━━━━━ Data

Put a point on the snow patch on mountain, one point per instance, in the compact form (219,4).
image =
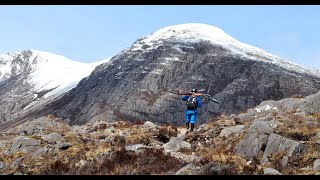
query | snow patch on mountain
(195,32)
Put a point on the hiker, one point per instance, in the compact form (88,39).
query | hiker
(191,113)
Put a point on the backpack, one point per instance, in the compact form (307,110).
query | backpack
(191,103)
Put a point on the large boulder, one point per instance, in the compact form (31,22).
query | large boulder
(25,144)
(255,139)
(277,143)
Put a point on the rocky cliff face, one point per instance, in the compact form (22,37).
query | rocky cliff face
(135,83)
(275,137)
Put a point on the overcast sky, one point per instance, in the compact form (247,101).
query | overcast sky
(90,33)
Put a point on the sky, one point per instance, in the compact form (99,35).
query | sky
(89,33)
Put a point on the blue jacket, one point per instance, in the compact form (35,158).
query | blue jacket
(198,100)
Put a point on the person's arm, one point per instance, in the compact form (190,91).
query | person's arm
(185,98)
(199,101)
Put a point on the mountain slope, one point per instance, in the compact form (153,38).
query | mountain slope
(135,83)
(30,77)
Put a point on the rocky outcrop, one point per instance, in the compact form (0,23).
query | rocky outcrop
(135,85)
(256,139)
(277,143)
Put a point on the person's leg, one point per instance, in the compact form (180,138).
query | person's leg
(188,118)
(193,120)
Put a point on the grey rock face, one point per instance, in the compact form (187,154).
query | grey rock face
(2,165)
(277,143)
(189,169)
(226,132)
(135,147)
(31,129)
(40,152)
(316,165)
(16,162)
(52,138)
(271,171)
(176,143)
(255,139)
(24,143)
(135,84)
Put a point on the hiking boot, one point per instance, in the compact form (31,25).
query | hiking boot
(192,126)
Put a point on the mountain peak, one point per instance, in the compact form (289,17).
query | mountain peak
(192,31)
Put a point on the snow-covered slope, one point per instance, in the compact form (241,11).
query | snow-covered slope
(48,71)
(195,32)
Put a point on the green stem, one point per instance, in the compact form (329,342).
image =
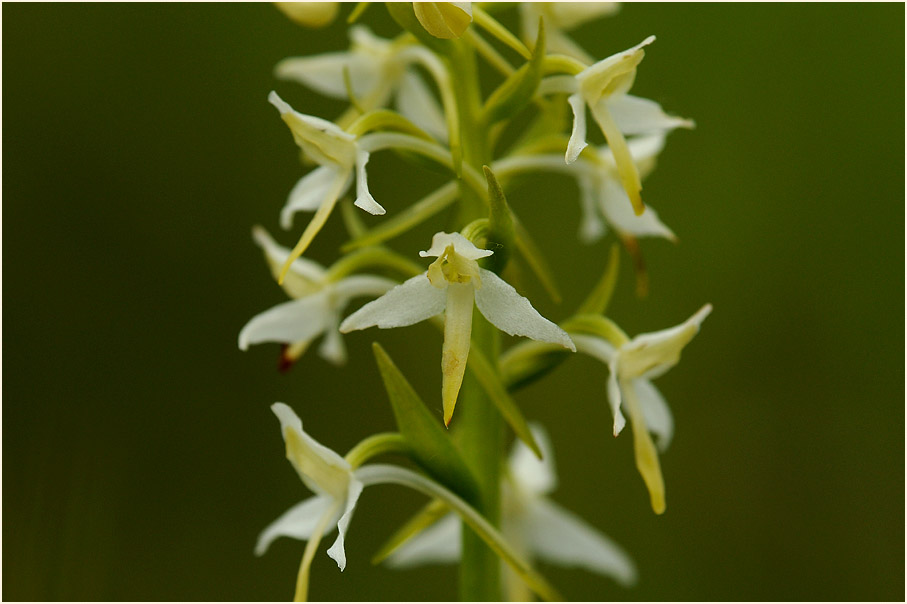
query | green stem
(477,426)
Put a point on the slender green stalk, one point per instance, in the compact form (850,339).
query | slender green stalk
(478,427)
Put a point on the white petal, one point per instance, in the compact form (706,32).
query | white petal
(289,322)
(577,141)
(414,300)
(533,475)
(513,314)
(438,544)
(650,355)
(636,115)
(560,537)
(364,199)
(618,210)
(324,72)
(462,246)
(298,522)
(655,410)
(321,469)
(336,551)
(417,103)
(313,190)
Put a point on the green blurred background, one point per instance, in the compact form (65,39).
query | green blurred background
(140,459)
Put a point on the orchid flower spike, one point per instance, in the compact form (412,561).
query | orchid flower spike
(379,69)
(543,529)
(336,489)
(315,309)
(603,87)
(632,364)
(452,284)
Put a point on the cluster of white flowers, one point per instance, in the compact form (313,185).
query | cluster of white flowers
(393,106)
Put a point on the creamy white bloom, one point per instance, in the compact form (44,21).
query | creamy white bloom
(632,365)
(603,88)
(538,527)
(316,308)
(379,70)
(336,490)
(452,284)
(559,18)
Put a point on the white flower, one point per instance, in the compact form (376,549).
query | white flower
(337,154)
(603,88)
(560,17)
(446,20)
(378,70)
(631,366)
(315,309)
(601,193)
(452,284)
(336,490)
(535,525)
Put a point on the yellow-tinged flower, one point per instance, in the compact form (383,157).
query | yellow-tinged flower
(310,14)
(537,526)
(446,20)
(452,285)
(603,88)
(632,364)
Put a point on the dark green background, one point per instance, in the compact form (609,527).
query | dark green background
(140,459)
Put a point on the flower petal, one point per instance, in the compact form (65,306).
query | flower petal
(513,314)
(305,276)
(577,141)
(290,322)
(298,522)
(560,537)
(649,355)
(336,551)
(313,190)
(414,300)
(438,544)
(364,198)
(655,409)
(636,115)
(417,103)
(533,475)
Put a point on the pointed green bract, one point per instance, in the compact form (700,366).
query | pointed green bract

━━━━━━━━━━

What the exercise asks: Please format all of the material above as a numbered list, with blank lines and pictures left out.

Task output:
1. Put a point on the snow patch on mountain, one point per instance, in the compact form (219,4).
2. image =
3. query | snow patch on mountain
4. (195,32)
5. Put a point on the hiker, one point per instance, in the compact form (88,39).
6. query | hiker
7. (191,113)
8. Put a point on the backpack, one point per instance, in the compact form (307,110).
9. query | backpack
10. (191,103)
11. Put a point on the large boulder, one point per instance, in the compact form (31,22).
12. query | large boulder
13. (25,144)
14. (255,139)
15. (277,143)
16. Put a point on the rocky cliff face, one point per instance, in the compact form (22,37).
17. query | rocky cliff face
18. (135,83)
19. (275,137)
20. Put a point on the overcast sky, one point per instance, in the compact form (247,101).
21. query | overcast sky
22. (90,33)
23. Put a point on the sky, one point per instance, in the compact form (99,35).
24. query | sky
25. (89,33)
26. Put a point on the blue jacket, one point per instance, in the compact form (35,158).
27. query | blue jacket
28. (198,100)
29. Put a point on the person's arm, one point per instance, in the compact form (190,91).
30. query | person's arm
31. (185,98)
32. (199,101)
33. Put a point on the mountain slope, one point per instance, in the compact form (153,38).
34. query | mountain slope
35. (135,83)
36. (30,77)
37. Put a point on the rocky outcrop, one point per instance, in the compact form (0,23).
38. query | rocky outcrop
39. (135,85)
40. (256,139)
41. (277,143)
42. Put a point on the person's leg, one point per instance, in the compact form (180,138).
43. query | person's leg
44. (188,118)
45. (193,120)
46. Put a point on the grey rock face, one point per instance, in the compact form (187,154).
47. query | grey rock face
48. (2,165)
49. (277,143)
50. (189,169)
51. (226,132)
52. (135,147)
53. (31,129)
54. (40,152)
55. (316,165)
56. (16,162)
57. (52,138)
58. (271,171)
59. (176,143)
60. (255,139)
61. (24,143)
62. (135,84)
63. Put a point on the hiking boot, one point per instance, in the compact form (31,25).
64. query | hiking boot
65. (192,126)
66. Put a point on the mountain peak, one point per instance, in the compact form (289,17).
67. query | mountain peak
68. (192,31)
69. Put a point on the snow-covered slope, one point per instance, in the compact form (241,11).
70. query | snow-covered slope
71. (48,71)
72. (195,32)
73. Put a point on the green stem, one point per instance, in the compact form (329,342).
74. image =
75. query | green stem
76. (477,426)
77. Put a point on the slender green stalk, one point per instance, in the compact form (850,339).
78. query | slender green stalk
79. (478,427)
80. Put a point on the white petal, one point per instance, in the compact form (706,32).
81. query | white petal
82. (289,322)
83. (577,141)
84. (414,300)
85. (533,475)
86. (513,314)
87. (438,544)
88. (650,355)
89. (636,115)
90. (560,537)
91. (364,199)
92. (618,210)
93. (324,72)
94. (462,246)
95. (298,522)
96. (655,410)
97. (321,469)
98. (336,551)
99. (417,103)
100. (313,190)
101. Put a point on the green blurred background, one point per instance, in the compact form (65,39).
102. query | green blurred background
103. (140,459)
104. Put a point on the orchid flower spike, one point per instance, in the compact form (412,561).
105. query | orchid flower spike
106. (379,69)
107. (543,529)
108. (336,489)
109. (315,309)
110. (603,87)
111. (632,364)
112. (452,284)
113. Put a point on the cluster of white flowers, one point per instance, in the compact form (313,185).
114. query | cluster of white flowers
115. (393,106)
116. Put a point on the creamy white bloom, one point per instance, in the compact form (44,21).
117. query | creamy white bloom
118. (632,365)
119. (603,88)
120. (538,527)
121. (316,308)
122. (379,70)
123. (336,490)
124. (452,284)
125. (559,18)
126. Put a point on the white flower, one point per instance, in the compact form (376,549).
127. query | white flower
128. (337,154)
129. (603,88)
130. (560,17)
131. (446,20)
132. (378,70)
133. (631,366)
134. (315,309)
135. (601,193)
136. (452,284)
137. (336,490)
138. (535,525)
139. Put a point on the yellow-tinged flower, one point per instance, in the compact form (383,157).
140. query | yellow-tinged flower
141. (310,14)
142. (537,526)
143. (446,20)
144. (452,285)
145. (603,88)
146. (632,364)
147. Put a point on the dark green background, one point per instance, in the compact form (609,527).
148. query | dark green background
149. (140,459)
150. Put a point on the flower petal, one point per instance, in the compact form (65,306).
151. query | flower petal
152. (513,314)
153. (305,276)
154. (577,141)
155. (290,322)
156. (298,522)
157. (560,537)
158. (649,355)
159. (336,551)
160. (313,190)
161. (414,300)
162. (438,544)
163. (364,198)
164. (655,409)
165. (636,115)
166. (417,103)
167. (533,475)
168. Put a point on the pointed green bract, one point per instance, in the compact form (700,366).
169. query | pointed green bract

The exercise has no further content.